### Polecenia do zadań
1. Oceń, czy poniższe zdania zgadzają się z tekstem o żylakach. Przy każdym napisz „tak” lub „nie” i przytocz dosłownie rozstrzygające słowa tekstu. (a) Zniszczonej żyły nie da się naprawić. (b) Pończochy uciskowe rozciągnęły się już po tygodniu noszenia. (c) Rutyna osłabia naczynia krwionośne.
2. Zwróć bez zmian fragment tekstu o żylakach od słów „Strony Poprzednia 1” aż po słowa „sprawdzonego to doradźcie.”.

### Fragment dokumentu

Odp: Jak leczyć żylaki?
Tak, jak ktoś już dostał to tylko zabieg. Zniszczonej żyły nie da się naprawić. Można jedynie zapobiegać powstaniu kolejnych.
Nie jesteś zalogowany. Proszę się zalogować lub zarejestrować.
Strony Poprzednia 1 2
Zaloguj się lub zarejestruj by napisać odpowiedź
Tak, jak ktoś już dostał to tylko zabieg. Zniszczonej żyły nie da się naprawić. Można jedynie zapobiegać powstaniu kolejnych.
a da się co zrobic bez operacji, żeby widoczna żyła była mniej widoczna? Mam takie brzydkie widoczne żyly pod kolanami. jakis czas nosiłam pończochy uciskowe, zalecone od lekarza, ale nie przypadly mi do gustu - po chyba 3 mies się rozciągnęły tak że si rolowały na udach i nici z noszenia, a tanie nie byly, poza tym mialam problem z suchą skorą po noszeniu pończoch. jak coś macie sprawdzonego to doradźcie.
Moja mama ma żylaki, więc mam predyspozycje. Ja akurat na razie stosuję tylko profilaktykę - suplementy i kremy oraz odpoczynek z nogami w górze. Z kremów stosuję ten z ziaji kasztanowy, kiedyś stosowałam też te z apteki, teraz zmieniłam. Myślałam też nad jakimś DIH'em czy czymś podobnym, ale doszłam do wniosku, że może za młoda na razie jestem na takie leki, na to przyjdzie czas później, jak coś się będzie działo - no i wtedy naczyniowiec stwierdzi co powinnam brać. A! I jeszcze lekarz mi kiedyś powiedział, że dobrze jest też brać rutinoscorbin - rutyna wzmacnia naczynia krwionośne.
Tak, Rutinacea, Rutinoscorbin i im podobne, ale np. mojej mamie powiedział, że trzeba brać dwie tabletki tego.
Imogena, raczej nic się nie da zrobić. A te Twoje żyły to tylko prześwitują na niebiesko, czy zrobiły się wypukłe? Jeśli masz takie pajączki powierzchniowe to są jakieś zastrzyki obkurczające naczynia, a żyły te duże to niestety już tak zostaną
Ja miałam usuwane laserem . Gorąco polecam, już po pierwszym zabiegu widać efekty
Najlepiej nie dopuścić do ich rozwoju, ale jak to zrobić, kiedy ma się siedzącą pracę? Jakieś pomysły?

### Dane do analizy
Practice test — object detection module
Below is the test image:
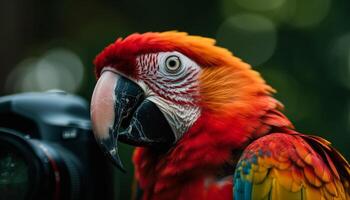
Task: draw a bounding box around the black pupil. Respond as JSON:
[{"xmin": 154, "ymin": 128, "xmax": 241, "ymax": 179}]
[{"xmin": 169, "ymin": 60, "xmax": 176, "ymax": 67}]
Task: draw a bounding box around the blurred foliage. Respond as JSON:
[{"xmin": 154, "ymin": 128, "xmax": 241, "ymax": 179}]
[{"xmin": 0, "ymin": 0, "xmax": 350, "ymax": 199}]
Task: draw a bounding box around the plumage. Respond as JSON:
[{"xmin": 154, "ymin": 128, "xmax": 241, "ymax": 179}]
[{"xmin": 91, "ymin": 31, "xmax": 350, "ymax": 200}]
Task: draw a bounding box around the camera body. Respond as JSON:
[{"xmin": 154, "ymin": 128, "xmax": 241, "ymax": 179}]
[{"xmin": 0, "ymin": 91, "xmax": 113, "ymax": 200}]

* * *

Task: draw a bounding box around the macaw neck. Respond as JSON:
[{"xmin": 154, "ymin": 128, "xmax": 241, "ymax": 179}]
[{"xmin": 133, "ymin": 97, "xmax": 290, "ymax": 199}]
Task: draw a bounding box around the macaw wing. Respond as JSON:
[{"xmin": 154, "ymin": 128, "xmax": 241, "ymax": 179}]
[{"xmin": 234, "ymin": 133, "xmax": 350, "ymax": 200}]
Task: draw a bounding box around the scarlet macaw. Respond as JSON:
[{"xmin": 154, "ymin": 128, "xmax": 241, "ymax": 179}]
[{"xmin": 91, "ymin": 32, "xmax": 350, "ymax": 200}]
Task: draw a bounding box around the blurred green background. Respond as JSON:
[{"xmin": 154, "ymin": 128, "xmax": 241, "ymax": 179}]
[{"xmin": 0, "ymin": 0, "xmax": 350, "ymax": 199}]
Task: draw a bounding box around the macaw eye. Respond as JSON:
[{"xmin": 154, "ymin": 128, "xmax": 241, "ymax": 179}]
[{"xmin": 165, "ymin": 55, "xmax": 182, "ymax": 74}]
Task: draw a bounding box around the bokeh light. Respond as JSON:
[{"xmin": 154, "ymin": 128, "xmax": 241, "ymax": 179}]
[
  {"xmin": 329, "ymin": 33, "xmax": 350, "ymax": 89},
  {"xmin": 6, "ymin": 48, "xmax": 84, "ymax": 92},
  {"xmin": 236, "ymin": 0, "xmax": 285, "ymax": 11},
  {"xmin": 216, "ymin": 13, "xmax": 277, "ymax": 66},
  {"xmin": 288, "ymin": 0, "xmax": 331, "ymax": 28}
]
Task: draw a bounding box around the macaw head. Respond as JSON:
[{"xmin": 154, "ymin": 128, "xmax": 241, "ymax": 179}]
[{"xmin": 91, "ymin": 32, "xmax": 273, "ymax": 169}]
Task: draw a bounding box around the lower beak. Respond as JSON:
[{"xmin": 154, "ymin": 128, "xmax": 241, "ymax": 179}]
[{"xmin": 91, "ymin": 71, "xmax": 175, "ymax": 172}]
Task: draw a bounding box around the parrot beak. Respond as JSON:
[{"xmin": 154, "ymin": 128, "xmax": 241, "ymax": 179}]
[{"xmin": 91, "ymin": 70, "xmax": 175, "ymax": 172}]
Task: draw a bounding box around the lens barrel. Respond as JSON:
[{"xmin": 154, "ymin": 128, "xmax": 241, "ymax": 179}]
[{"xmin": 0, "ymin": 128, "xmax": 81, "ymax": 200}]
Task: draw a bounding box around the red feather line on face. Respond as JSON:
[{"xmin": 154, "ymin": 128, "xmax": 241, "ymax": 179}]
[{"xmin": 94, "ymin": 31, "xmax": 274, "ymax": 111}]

---

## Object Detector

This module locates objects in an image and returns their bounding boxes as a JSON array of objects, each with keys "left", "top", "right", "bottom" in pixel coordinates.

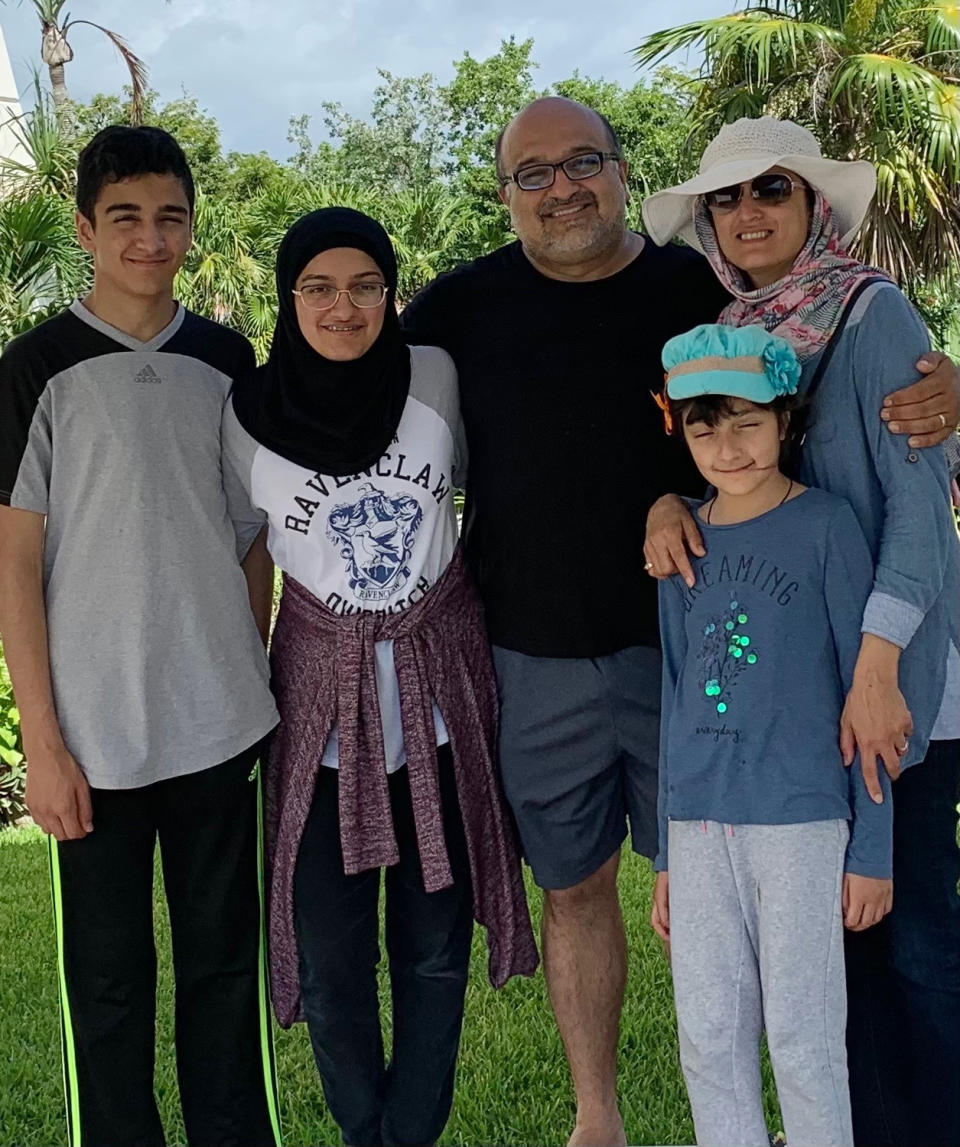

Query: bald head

### Odpowiedzi do zadań
1.
(a) Tak: „Zniszczonej żyły nie da się naprawić.”
(b) Nie: „po chyba 3 mies się rozciągnęły”
(c) Nie: „rutyna wzmacnia naczynia krwionośne”

2.
Strony Poprzednia 1 2
Zaloguj się lub zarejestruj by napisać odpowiedź
Tak, jak ktoś już dostał to tylko zabieg. Zniszczonej żyły nie da się naprawić. Można jedynie zapobiegać powstaniu kolejnych.
a da się co zrobic bez operacji, żeby widoczna żyła była mniej widoczna? Mam takie brzydkie widoczne żyly pod kolanami. jakis czas nosiłam pończochy uciskowe, zalecone od lekarza, ale nie przypadly mi do gustu - po chyba 3 mies się rozciągnęły tak że si rolowały na udach i nici z noszenia, a tanie nie byly, poza tym mialam problem z suchą skorą po noszeniu pończoch. jak coś macie sprawdzonego to doradźcie.